**Stated problem:** Reproduce the lines of the material below, from the line containing "Target: white ceiling" through the line containing "[(192, 543)]", inclusive, and nothing else.

━━━━━ Data in this exercise ━━━━━

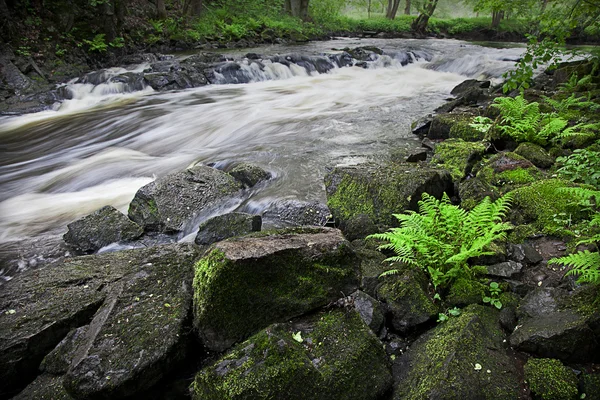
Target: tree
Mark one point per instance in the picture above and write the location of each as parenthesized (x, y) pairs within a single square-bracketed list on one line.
[(419, 25)]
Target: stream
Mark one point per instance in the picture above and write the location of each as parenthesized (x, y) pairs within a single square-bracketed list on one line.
[(101, 146)]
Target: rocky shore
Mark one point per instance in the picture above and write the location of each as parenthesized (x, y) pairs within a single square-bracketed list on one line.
[(302, 312)]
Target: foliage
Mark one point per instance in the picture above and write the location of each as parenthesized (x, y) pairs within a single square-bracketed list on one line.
[(582, 166), (494, 297), (523, 121), (585, 264), (442, 237)]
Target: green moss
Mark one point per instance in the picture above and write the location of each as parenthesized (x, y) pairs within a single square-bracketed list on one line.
[(546, 207), (550, 379), (458, 156)]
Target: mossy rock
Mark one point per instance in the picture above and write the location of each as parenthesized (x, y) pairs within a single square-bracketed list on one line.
[(546, 207), (508, 170), (380, 191), (327, 356), (449, 125), (243, 285), (549, 379), (466, 291), (406, 298), (536, 154), (458, 156), (462, 358)]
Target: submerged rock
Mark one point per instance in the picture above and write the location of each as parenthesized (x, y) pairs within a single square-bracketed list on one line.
[(166, 204), (463, 358), (331, 356), (226, 226), (101, 228), (243, 285)]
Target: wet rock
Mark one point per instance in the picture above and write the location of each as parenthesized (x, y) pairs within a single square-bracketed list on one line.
[(249, 175), (505, 269), (101, 228), (369, 309), (297, 213), (549, 379), (380, 191), (284, 275), (406, 299), (556, 325), (166, 204), (226, 226), (536, 154), (463, 358), (327, 356)]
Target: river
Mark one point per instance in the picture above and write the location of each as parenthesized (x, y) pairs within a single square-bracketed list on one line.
[(102, 146)]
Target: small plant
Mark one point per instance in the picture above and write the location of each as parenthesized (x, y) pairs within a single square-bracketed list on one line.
[(98, 44), (494, 297), (442, 237)]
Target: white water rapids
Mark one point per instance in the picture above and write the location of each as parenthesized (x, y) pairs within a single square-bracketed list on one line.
[(102, 146)]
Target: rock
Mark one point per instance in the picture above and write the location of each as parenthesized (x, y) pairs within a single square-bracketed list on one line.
[(326, 356), (297, 213), (369, 309), (380, 191), (458, 156), (101, 228), (504, 269), (406, 299), (549, 379), (556, 325), (226, 226), (242, 285), (128, 312), (166, 204), (536, 154), (463, 358), (249, 175)]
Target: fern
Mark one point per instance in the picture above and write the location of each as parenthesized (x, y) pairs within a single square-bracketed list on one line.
[(442, 237)]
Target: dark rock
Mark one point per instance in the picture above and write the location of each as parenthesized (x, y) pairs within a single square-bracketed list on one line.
[(283, 275), (313, 358), (249, 175), (101, 228), (463, 358), (166, 204), (369, 309), (226, 226), (505, 269), (416, 156), (406, 299), (297, 213), (380, 191)]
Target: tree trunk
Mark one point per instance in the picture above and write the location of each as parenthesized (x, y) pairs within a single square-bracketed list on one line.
[(419, 25), (392, 9), (161, 11)]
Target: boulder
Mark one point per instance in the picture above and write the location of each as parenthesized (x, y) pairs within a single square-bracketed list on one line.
[(555, 324), (549, 379), (297, 213), (242, 285), (249, 175), (128, 313), (458, 156), (166, 204), (226, 226), (329, 356), (462, 358), (101, 228), (380, 191), (407, 300), (536, 154)]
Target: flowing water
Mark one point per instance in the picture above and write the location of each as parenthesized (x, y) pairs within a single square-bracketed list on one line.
[(101, 146)]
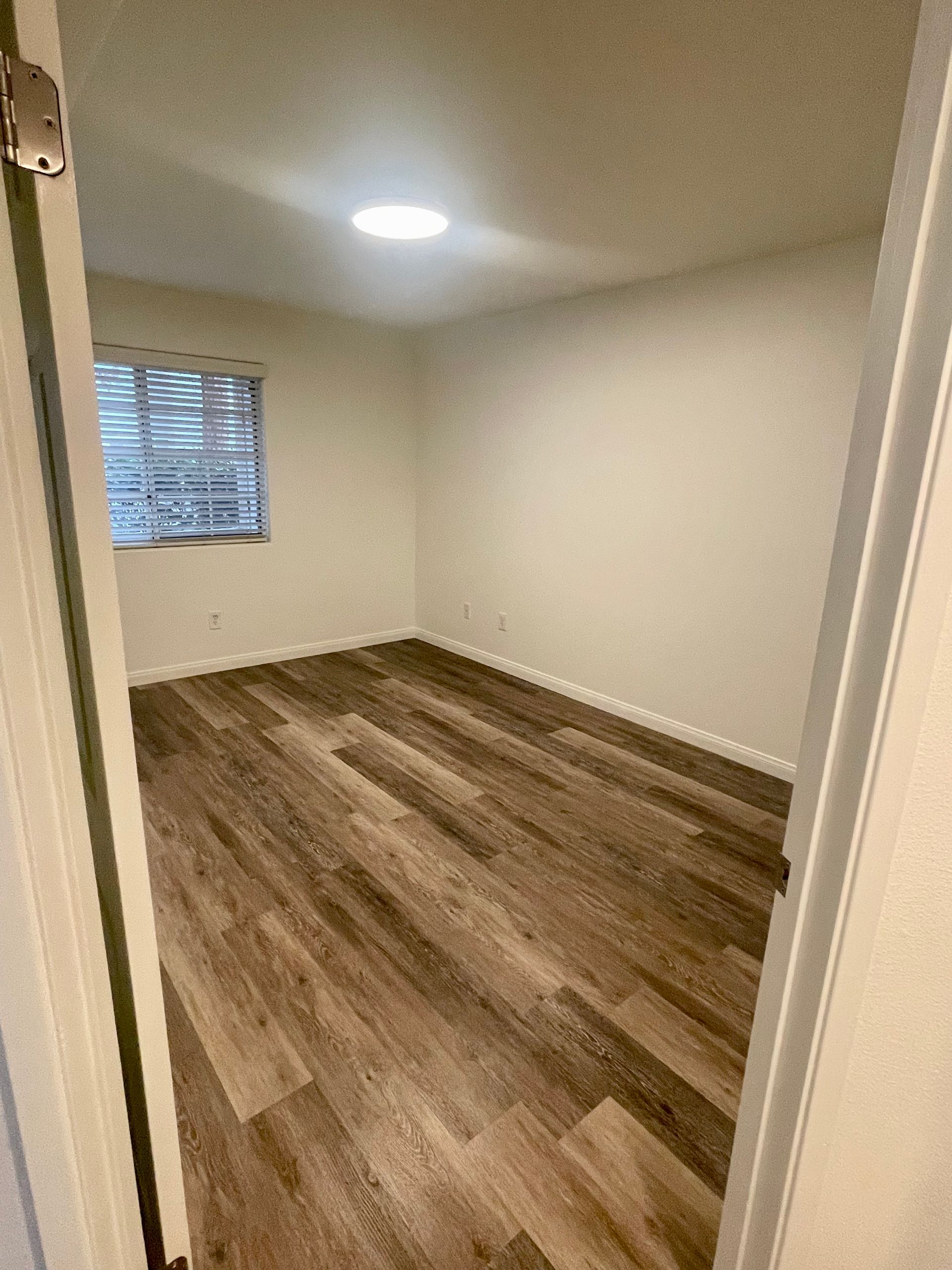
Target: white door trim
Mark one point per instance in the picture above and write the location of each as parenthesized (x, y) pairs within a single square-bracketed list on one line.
[(56, 1013), (889, 586), (37, 33)]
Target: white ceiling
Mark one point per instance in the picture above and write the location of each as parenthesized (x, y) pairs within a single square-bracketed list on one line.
[(221, 144)]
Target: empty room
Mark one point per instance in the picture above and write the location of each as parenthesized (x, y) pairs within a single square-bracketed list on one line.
[(474, 386)]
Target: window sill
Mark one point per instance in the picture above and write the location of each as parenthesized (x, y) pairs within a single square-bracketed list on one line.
[(192, 543)]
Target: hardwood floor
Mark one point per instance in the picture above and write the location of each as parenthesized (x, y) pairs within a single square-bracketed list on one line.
[(459, 973)]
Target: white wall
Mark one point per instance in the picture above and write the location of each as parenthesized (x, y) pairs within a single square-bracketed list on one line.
[(339, 436), (885, 1202), (647, 482)]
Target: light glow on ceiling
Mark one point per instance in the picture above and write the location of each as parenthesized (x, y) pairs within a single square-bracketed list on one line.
[(395, 219)]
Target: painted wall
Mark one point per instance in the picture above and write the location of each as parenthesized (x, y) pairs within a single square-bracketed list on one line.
[(647, 483), (339, 436)]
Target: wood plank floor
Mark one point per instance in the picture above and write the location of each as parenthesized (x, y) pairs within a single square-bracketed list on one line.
[(459, 973)]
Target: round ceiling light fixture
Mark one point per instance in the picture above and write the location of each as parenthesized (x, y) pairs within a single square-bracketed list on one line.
[(399, 219)]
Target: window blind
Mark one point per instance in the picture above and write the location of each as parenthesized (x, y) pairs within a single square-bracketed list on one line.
[(184, 454)]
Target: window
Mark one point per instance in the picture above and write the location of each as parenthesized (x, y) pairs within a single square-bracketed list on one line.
[(184, 454)]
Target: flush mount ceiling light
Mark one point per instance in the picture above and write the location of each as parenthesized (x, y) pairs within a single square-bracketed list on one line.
[(397, 219)]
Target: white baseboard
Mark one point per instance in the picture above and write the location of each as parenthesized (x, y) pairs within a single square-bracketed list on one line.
[(658, 723), (669, 727), (273, 654)]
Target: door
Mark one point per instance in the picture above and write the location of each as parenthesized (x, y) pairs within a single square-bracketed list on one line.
[(873, 607), (55, 327), (887, 593)]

━━━━━

**Response to the task:**
Target: white ceiling
Mark one point per instance in the picture above and write the location of each as parenthesized (x, y) pairs within a single square-bracketed list on one line.
[(221, 144)]
Target: empty room
Mark one point per instance in the picture above and write the location of each as parenthesized (x, y) pairs within a single square-bracketed list on one line.
[(474, 386)]
Target: window sill
Mark one point per instance in the picture above and write the location of each as parenthesized (x, y) pairs within a single square-bracketed list on one line.
[(192, 543)]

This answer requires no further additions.